GIVEN RECORDS
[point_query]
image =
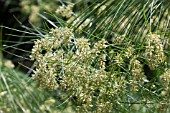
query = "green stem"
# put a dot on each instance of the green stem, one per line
(1, 58)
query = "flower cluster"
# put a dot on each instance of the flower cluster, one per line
(154, 52)
(89, 71)
(45, 56)
(65, 11)
(80, 66)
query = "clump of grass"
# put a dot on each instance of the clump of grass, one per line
(106, 59)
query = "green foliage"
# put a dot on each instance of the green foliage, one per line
(18, 94)
(110, 59)
(112, 56)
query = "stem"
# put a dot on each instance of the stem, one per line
(1, 58)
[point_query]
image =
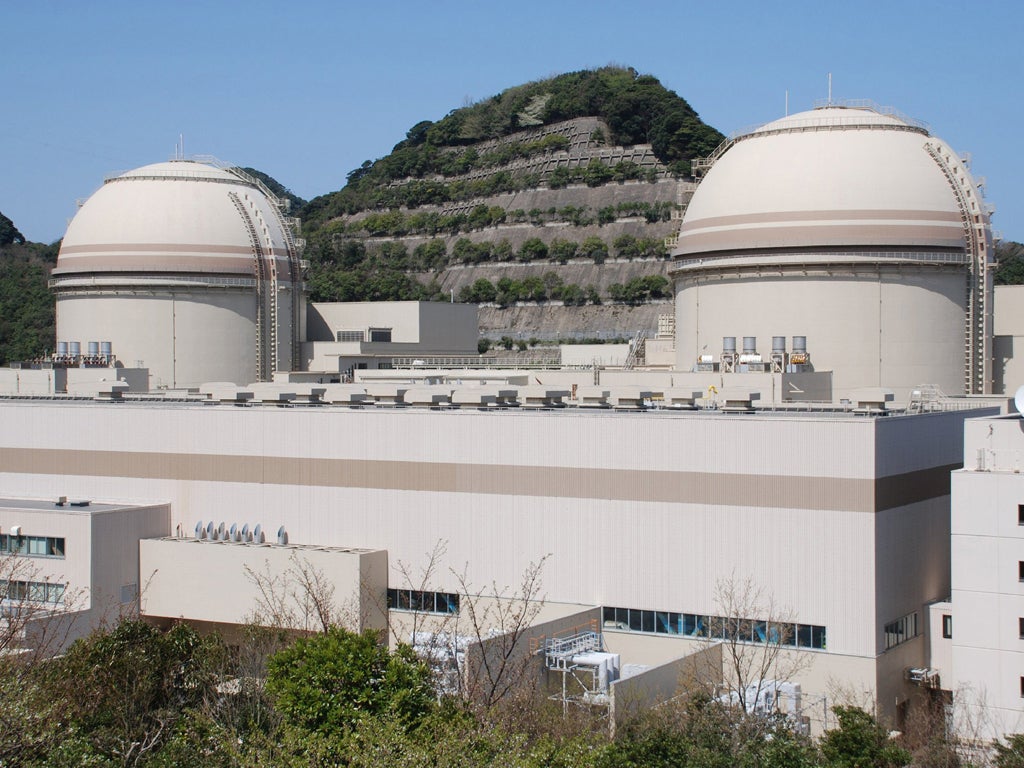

TO BE DONE
Output the whole listing above verbatim, leaving out the pictures.

EXERCISE RESPONSE
[point_query]
image =
query = "green stem"
# put a dot on each instance of the green stem, one per line
(1, 58)
query = "flower cluster"
# put a dot on each instance of the flower cluster, one per line
(154, 52)
(89, 71)
(45, 56)
(65, 11)
(80, 66)
query = "clump of grass"
# put a dot on each instance of the clump of grass, one per line
(106, 59)
query = "green foliage"
# put a dot on each instance of the green foliage, one per line
(18, 94)
(110, 59)
(112, 56)
query = "stem"
# put a dot on each instance of the stem, one per line
(1, 58)
[point_query]
image =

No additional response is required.